Exercise goal =
Copy the lines starting at the one that contains "white t-shirt, the" and ending at the last line below, with "disc" swapped for "circle" and nothing else changed.

Records to use =

********************

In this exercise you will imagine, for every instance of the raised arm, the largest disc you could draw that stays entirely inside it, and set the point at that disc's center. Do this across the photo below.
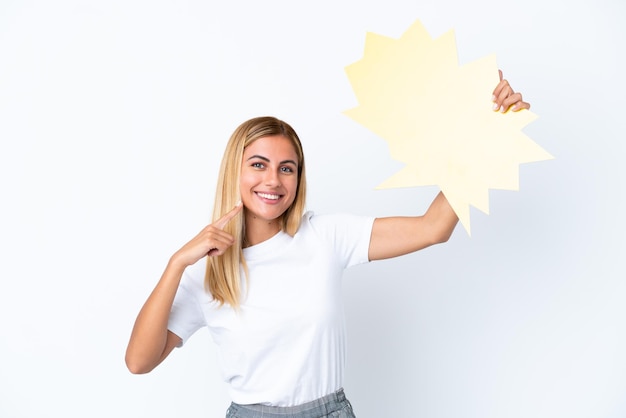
(150, 341)
(395, 236)
(399, 235)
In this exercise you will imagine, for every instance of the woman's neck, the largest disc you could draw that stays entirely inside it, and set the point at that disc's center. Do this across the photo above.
(259, 230)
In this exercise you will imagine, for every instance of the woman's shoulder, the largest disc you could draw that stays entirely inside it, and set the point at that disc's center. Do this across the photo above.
(193, 276)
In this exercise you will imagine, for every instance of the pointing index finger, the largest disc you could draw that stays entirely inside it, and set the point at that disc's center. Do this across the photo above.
(221, 222)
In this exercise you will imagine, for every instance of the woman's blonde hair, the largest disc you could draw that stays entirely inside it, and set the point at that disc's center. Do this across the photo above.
(223, 279)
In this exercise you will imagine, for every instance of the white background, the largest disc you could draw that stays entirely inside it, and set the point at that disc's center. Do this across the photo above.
(113, 118)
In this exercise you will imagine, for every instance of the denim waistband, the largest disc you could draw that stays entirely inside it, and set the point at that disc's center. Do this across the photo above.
(314, 409)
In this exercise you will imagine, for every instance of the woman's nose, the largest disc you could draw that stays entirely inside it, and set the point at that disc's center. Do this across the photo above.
(272, 178)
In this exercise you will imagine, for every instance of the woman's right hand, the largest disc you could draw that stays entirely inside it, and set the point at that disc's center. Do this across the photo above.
(211, 241)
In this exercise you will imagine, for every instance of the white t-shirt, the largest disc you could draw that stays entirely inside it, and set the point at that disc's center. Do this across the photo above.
(287, 345)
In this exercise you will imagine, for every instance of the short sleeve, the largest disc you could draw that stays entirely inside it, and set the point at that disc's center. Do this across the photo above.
(186, 316)
(348, 235)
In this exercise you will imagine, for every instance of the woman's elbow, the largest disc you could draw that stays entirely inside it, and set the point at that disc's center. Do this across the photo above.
(137, 365)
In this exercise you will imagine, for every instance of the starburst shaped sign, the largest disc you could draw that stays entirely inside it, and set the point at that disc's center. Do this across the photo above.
(437, 118)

********************

Reply =
In this exercise you will imagine, for every instance of the white t-shirt, the largest circle you could draw that stays entirely inside it, and set the point at that circle's center. Do this across the photo above.
(287, 345)
In this exercise you will imagine, for every instance of the short sleeve, the largest circle you could draw that stays entirely inside it, and set the point at that circle's center. Do this across the photo above.
(186, 316)
(348, 235)
In this exercise you will imagine, for every instance of the woman's elbow, the largest circle you could draw that stays entirely inside it, and set the point at that circle's center. Do this across the photo above.
(137, 365)
In this exercise you will imagine, for every instance of the starburst shaped sign, the largest circle you could draw that stays entirely inside it, and set the point at that circle's center. Do this across the photo above.
(437, 118)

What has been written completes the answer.